Task goal:
The result should be every line that contains the word "clicks", taken from the material.

Record extracts:
○ ○ ○ ○

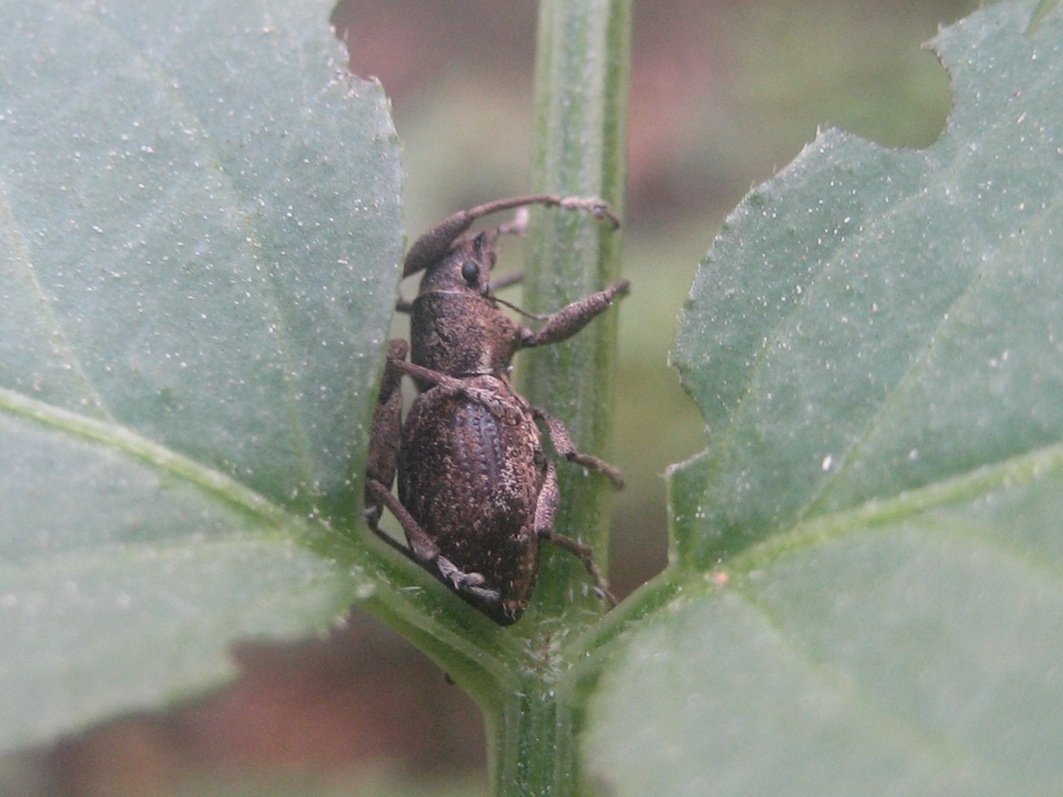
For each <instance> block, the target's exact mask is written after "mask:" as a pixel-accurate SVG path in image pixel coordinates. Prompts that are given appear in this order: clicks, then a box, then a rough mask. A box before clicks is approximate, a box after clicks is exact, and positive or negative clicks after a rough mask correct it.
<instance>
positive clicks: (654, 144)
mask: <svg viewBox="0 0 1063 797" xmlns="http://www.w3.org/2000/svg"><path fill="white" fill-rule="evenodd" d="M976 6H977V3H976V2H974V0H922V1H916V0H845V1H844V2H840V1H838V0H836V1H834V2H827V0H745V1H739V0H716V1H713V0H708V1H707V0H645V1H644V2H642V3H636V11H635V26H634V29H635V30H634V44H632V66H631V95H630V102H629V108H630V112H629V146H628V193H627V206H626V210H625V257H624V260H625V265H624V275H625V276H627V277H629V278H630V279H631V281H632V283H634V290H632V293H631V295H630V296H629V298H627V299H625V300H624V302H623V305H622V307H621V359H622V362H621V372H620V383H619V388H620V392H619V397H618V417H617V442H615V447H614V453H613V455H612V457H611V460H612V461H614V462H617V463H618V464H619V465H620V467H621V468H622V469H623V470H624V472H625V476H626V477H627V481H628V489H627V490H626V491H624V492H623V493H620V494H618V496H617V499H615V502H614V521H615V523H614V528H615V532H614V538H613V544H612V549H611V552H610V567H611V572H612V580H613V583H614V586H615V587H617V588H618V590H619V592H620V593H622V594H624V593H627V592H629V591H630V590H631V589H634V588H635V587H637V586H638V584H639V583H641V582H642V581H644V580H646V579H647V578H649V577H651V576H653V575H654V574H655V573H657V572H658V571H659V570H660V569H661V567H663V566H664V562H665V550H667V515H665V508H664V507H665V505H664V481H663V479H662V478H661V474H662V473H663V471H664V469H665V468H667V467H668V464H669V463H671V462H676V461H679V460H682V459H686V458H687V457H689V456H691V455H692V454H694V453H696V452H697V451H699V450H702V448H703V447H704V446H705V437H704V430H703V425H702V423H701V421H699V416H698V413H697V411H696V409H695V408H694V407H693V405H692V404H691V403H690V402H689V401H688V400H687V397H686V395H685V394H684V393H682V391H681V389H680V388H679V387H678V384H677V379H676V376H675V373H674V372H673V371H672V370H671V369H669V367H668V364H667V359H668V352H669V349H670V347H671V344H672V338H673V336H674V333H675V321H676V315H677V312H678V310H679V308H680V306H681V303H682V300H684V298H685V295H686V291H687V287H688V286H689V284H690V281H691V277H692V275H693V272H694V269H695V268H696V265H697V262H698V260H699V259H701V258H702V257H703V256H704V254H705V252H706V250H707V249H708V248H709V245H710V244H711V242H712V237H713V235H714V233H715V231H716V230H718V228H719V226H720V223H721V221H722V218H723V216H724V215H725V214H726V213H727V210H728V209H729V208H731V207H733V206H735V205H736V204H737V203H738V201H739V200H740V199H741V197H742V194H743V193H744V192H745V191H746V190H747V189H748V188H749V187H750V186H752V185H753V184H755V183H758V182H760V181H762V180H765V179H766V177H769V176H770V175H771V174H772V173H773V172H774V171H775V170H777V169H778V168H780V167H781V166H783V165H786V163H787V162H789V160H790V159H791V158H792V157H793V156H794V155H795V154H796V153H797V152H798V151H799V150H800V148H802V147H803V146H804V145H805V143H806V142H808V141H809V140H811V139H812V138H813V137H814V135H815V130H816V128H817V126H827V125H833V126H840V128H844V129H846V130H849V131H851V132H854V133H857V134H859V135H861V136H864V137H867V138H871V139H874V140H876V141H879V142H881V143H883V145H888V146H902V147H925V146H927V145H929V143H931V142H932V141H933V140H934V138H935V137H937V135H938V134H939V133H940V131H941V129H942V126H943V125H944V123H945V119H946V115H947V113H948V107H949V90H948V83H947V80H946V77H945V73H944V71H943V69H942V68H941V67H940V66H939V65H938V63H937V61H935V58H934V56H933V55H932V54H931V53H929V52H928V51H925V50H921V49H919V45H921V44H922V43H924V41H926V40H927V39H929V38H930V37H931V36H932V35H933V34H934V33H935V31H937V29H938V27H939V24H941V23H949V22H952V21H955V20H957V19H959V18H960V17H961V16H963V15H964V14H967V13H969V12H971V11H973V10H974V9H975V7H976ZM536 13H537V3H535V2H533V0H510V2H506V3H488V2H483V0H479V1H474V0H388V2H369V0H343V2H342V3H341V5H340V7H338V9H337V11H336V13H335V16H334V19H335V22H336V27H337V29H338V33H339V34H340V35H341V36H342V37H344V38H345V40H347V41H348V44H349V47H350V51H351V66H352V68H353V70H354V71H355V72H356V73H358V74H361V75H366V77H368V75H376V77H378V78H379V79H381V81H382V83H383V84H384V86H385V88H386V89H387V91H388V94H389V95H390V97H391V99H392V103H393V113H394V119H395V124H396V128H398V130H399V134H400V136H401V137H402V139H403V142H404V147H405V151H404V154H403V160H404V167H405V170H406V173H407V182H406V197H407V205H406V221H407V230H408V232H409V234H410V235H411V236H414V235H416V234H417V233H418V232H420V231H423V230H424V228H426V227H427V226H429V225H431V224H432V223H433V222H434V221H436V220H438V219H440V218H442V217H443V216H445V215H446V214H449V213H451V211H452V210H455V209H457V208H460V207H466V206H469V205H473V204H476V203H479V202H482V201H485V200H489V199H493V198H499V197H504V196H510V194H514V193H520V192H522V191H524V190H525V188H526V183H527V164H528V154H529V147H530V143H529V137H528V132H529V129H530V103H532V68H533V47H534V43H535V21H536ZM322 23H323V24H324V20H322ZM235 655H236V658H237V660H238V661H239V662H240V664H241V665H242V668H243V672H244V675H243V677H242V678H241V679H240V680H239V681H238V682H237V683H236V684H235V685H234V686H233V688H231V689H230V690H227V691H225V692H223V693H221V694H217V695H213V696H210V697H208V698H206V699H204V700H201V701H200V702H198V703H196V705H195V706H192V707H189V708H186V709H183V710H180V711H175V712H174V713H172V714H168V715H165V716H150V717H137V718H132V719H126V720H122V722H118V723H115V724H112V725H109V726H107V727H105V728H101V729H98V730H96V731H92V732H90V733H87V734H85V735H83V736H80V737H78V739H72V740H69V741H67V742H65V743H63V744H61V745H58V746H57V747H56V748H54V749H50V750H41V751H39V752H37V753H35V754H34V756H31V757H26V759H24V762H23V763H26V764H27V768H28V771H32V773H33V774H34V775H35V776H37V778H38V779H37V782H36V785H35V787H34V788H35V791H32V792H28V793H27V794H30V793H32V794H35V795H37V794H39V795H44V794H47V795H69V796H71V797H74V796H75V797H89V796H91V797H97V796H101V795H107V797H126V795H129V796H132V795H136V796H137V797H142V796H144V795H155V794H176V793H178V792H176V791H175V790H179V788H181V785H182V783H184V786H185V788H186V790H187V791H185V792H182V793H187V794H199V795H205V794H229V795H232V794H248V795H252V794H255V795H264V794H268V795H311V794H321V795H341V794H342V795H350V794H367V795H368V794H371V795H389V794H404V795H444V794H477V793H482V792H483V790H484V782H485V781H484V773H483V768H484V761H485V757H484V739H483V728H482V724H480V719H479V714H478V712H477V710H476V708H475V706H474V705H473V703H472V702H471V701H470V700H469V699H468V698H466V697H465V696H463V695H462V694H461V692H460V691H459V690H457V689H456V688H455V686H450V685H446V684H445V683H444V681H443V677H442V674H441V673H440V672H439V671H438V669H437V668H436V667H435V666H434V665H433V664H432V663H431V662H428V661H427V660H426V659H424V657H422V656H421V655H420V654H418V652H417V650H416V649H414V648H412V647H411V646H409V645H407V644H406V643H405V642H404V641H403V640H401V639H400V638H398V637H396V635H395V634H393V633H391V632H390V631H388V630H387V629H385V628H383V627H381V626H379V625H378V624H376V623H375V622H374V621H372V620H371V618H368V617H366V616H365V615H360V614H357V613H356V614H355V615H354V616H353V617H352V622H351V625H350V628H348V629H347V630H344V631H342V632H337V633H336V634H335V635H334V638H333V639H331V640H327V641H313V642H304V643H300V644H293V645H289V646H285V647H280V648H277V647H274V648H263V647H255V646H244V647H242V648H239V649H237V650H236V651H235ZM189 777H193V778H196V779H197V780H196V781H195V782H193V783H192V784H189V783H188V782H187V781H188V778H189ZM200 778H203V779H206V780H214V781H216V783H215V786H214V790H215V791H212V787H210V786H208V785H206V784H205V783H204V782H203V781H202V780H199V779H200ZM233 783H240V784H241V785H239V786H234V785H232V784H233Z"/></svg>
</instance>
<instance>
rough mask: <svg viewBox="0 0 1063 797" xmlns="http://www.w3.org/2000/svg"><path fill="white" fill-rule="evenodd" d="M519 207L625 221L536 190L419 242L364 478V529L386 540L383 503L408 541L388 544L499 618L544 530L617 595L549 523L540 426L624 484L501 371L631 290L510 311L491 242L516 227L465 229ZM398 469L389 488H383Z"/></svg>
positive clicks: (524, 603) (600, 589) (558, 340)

○ ○ ○ ○

Solution:
For each <instance> block, the target's exact mask is written after "mask:" as a pixel-accurate SVG path in image pixel coordinates. Prompts that are given appear in this order: clicks, then a box, then a rough mask. A box before clicks is approximate, a box after clicks is exact, and positive or negative clicks after a rough mask correct it.
positive clicks: (654, 144)
positive clicks: (524, 603) (600, 589) (558, 340)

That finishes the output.